> **Written instruction**: Please report each line of the rows below that contains the string "sponsor", copying every such line in full. Matching is case-sensitive.

> **Records for this exercise**:

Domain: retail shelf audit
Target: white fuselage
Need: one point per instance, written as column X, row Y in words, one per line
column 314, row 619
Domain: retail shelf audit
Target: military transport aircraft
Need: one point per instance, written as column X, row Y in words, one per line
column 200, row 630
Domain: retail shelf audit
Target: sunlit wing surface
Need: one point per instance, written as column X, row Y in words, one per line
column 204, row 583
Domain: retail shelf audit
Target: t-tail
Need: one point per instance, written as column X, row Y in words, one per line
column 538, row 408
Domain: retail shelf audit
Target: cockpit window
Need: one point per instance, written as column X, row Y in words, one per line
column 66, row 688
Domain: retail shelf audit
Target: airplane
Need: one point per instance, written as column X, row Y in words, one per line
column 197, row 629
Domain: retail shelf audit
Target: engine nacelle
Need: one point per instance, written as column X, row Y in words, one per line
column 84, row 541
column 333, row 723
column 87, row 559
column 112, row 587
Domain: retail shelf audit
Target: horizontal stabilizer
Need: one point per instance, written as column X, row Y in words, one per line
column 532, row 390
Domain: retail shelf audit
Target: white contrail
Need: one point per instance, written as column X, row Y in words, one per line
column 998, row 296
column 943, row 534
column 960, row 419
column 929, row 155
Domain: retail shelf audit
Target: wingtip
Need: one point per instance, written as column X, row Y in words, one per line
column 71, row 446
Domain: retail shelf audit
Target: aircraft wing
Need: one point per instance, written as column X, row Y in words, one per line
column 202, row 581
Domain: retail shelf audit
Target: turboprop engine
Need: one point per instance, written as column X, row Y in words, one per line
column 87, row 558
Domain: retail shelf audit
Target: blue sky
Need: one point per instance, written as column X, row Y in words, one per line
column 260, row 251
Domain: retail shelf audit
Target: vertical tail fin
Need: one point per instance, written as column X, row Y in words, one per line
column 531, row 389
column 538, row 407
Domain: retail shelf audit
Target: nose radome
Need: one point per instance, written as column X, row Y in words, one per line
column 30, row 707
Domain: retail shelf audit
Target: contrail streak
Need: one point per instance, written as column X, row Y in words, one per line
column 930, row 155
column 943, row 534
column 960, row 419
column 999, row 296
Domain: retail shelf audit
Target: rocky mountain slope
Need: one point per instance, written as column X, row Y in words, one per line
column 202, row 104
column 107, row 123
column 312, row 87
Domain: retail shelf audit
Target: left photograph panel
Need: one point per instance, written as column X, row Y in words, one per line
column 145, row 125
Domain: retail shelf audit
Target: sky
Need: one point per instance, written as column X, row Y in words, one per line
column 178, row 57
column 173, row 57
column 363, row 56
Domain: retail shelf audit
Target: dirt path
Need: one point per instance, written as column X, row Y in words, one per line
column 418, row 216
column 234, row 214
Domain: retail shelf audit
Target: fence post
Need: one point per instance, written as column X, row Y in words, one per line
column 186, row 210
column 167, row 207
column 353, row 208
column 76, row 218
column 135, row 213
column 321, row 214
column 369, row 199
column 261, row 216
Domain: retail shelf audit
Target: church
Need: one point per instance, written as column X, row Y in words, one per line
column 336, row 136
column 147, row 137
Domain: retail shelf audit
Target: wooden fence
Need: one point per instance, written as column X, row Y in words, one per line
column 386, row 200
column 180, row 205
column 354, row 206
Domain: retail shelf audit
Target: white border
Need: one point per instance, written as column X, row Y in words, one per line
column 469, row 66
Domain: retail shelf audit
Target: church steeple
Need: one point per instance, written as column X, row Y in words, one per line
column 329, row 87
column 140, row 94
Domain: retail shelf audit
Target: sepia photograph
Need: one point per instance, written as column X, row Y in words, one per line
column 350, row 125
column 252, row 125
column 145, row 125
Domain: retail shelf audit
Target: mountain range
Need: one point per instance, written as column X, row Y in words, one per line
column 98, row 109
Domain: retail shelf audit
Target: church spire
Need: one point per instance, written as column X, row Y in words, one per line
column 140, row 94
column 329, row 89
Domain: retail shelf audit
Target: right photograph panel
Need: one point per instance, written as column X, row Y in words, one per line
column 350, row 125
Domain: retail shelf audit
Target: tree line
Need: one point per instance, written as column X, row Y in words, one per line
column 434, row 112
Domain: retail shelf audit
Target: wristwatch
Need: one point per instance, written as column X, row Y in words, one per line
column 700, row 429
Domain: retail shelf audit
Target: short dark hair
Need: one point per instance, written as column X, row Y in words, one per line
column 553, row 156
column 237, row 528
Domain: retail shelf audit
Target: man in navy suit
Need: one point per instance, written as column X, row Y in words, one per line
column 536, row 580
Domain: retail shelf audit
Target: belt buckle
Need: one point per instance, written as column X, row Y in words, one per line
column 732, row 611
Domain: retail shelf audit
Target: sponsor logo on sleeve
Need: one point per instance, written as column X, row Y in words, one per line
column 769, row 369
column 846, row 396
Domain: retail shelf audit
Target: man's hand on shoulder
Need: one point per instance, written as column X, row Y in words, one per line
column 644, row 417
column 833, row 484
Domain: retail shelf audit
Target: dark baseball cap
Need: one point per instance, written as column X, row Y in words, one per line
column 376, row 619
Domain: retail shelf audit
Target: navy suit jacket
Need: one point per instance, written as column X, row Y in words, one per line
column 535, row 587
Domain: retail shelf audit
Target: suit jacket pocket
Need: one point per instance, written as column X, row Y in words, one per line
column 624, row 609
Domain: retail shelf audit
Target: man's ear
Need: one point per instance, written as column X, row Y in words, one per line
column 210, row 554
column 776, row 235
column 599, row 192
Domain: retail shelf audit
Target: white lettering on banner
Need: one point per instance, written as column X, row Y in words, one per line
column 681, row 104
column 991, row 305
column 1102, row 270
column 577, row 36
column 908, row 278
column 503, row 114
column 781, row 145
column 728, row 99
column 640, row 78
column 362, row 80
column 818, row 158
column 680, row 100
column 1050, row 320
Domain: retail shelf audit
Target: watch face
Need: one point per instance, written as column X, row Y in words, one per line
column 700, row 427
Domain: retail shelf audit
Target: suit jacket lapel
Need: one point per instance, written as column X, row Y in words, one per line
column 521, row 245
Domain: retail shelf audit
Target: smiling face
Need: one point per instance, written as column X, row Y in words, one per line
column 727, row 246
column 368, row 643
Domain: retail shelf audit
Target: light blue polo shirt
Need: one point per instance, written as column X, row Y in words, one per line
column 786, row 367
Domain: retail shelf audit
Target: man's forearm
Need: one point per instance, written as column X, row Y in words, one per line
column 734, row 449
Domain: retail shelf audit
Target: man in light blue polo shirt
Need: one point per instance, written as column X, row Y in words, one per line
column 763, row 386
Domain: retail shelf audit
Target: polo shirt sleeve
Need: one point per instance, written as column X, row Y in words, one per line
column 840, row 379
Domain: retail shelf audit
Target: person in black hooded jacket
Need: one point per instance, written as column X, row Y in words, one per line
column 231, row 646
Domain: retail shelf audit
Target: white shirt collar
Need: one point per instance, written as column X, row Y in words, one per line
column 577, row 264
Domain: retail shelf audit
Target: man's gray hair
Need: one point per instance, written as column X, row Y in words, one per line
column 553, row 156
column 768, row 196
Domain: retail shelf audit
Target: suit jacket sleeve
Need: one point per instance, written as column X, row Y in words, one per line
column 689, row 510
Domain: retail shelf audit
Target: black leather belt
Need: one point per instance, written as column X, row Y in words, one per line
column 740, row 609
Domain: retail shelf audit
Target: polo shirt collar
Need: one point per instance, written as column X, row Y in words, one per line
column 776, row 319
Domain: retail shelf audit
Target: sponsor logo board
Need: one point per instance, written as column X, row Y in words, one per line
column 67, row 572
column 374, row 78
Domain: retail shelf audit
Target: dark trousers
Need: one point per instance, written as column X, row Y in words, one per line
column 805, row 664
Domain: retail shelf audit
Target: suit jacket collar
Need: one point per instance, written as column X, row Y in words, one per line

> **Output for this task**:
Target: sponsor logo on sleeve
Target: sponsor logo board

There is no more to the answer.